Extract every line from the entries below that contains the word "jeans". The match is case-sensitive.

### RECORDED INFORMATION
★ ★ ★ ★ ★

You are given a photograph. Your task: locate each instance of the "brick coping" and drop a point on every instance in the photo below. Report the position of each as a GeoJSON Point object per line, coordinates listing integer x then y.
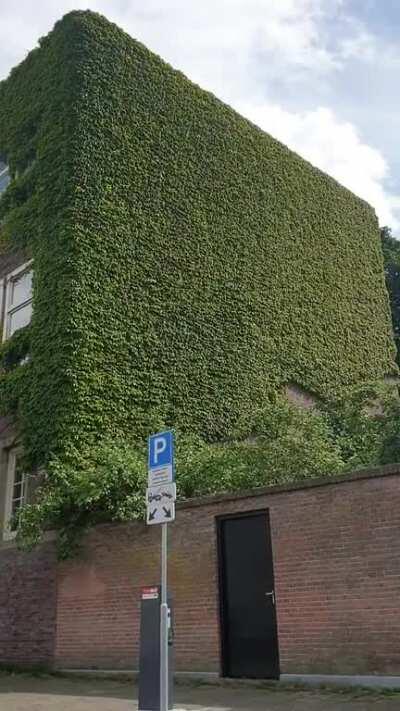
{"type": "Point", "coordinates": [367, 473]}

★ ★ ★ ★ ★

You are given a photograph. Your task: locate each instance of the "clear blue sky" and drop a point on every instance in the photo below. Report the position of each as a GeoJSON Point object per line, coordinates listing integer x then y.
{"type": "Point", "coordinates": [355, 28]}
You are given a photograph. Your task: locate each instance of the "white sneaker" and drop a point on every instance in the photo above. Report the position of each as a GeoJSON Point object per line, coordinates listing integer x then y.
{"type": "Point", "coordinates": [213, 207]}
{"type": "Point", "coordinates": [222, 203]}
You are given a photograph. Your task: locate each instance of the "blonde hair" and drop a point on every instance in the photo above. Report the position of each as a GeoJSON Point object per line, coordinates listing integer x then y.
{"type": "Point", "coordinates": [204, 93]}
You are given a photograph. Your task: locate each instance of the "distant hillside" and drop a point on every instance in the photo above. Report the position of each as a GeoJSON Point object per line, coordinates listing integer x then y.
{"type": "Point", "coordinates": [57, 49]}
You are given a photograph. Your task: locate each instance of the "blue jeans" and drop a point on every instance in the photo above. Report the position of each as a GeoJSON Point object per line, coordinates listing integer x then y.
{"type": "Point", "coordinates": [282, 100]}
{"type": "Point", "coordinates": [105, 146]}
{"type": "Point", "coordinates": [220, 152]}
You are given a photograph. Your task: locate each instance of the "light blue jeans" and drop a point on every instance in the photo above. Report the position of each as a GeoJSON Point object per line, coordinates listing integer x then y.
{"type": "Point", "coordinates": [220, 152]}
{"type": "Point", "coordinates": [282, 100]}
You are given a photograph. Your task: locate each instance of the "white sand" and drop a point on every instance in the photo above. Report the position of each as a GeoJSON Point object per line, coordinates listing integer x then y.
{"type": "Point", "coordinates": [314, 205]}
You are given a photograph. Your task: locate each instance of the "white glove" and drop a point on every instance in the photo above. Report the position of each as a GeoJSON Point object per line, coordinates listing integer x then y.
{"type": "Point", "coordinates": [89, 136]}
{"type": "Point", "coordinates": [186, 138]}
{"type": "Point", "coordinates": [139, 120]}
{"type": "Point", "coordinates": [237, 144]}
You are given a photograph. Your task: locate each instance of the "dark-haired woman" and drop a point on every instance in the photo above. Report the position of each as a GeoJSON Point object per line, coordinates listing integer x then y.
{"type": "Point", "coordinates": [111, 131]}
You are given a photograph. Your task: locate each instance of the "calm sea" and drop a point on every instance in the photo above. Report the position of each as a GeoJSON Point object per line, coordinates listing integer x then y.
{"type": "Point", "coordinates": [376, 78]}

★ ★ ★ ★ ★

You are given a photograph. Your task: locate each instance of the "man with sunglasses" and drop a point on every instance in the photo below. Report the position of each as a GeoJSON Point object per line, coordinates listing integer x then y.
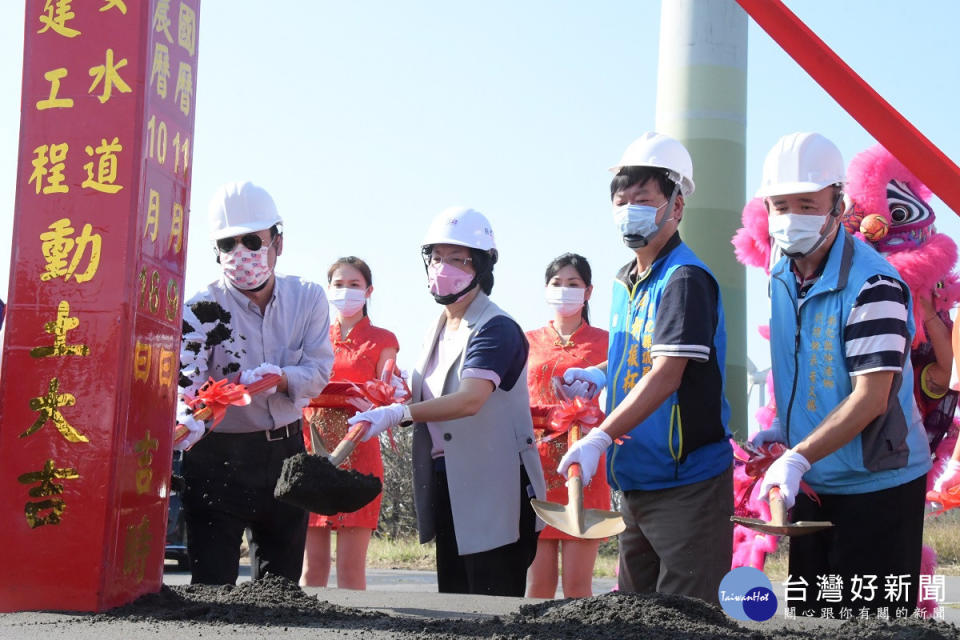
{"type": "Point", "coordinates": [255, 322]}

★ ★ ★ ★ ★

### RESULT
You are given a photograph. Your task: locate each instance of the "blue jeans" and drop a point on every instance in the photo above. Report the position of each as a GeoJSON Point object per line, coordinates listing integer x then y.
You are given a photograph. Your task: locate each instance of the "light blue jeans" and drop a point on every instance in the photo above. Report the position of each as a GeoJSON Point object per line, coordinates listing integer x then y.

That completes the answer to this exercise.